#### [Activity]
Each record below is to be copied exactly; the pictures are to be omitted.

━━━━━ Given information ━━━━━

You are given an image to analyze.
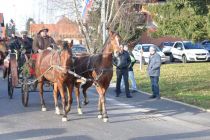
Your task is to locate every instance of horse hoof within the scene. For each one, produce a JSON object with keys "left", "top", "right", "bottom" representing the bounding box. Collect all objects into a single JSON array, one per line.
[
  {"left": 41, "top": 107, "right": 47, "bottom": 112},
  {"left": 103, "top": 118, "right": 109, "bottom": 123},
  {"left": 62, "top": 117, "right": 68, "bottom": 122},
  {"left": 78, "top": 108, "right": 83, "bottom": 115},
  {"left": 98, "top": 114, "right": 102, "bottom": 119},
  {"left": 55, "top": 107, "right": 61, "bottom": 115},
  {"left": 83, "top": 101, "right": 89, "bottom": 106}
]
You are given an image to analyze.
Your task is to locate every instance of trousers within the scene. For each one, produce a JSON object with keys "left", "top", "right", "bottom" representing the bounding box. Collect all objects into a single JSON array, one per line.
[
  {"left": 150, "top": 76, "right": 160, "bottom": 97},
  {"left": 116, "top": 68, "right": 130, "bottom": 95}
]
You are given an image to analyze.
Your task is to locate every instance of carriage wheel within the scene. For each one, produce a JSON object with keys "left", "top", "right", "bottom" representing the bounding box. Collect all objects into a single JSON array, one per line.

━━━━━

#### [Result]
You are given an image to analyze.
Your task is to locate every instance of horse hoof within the scene. For each one, produce a JSON object with keys "left", "top", "right", "bottom" representing the bounding box. Collect all objects into a single JSON array, one per line.
[
  {"left": 41, "top": 107, "right": 47, "bottom": 112},
  {"left": 103, "top": 118, "right": 109, "bottom": 123},
  {"left": 62, "top": 117, "right": 68, "bottom": 122},
  {"left": 78, "top": 108, "right": 83, "bottom": 115},
  {"left": 98, "top": 114, "right": 102, "bottom": 119},
  {"left": 55, "top": 107, "right": 61, "bottom": 115},
  {"left": 83, "top": 101, "right": 89, "bottom": 106}
]
You are given an image to analyze.
Your task is to locate every instance of trousers within the scene. For each one, produce a JSON object with keys "left", "top", "right", "bottom" representing the bounding box. Collect all objects into a single JSON array, one per line.
[
  {"left": 150, "top": 76, "right": 160, "bottom": 97},
  {"left": 116, "top": 68, "right": 130, "bottom": 95}
]
You are given an image to analyze.
Your task is to locate every instance of carriage wheel within the scene. For each one, produce a JSON object with keys "left", "top", "right", "bottom" representing the bounding box. Collect all objects into a single JSON array, one per line.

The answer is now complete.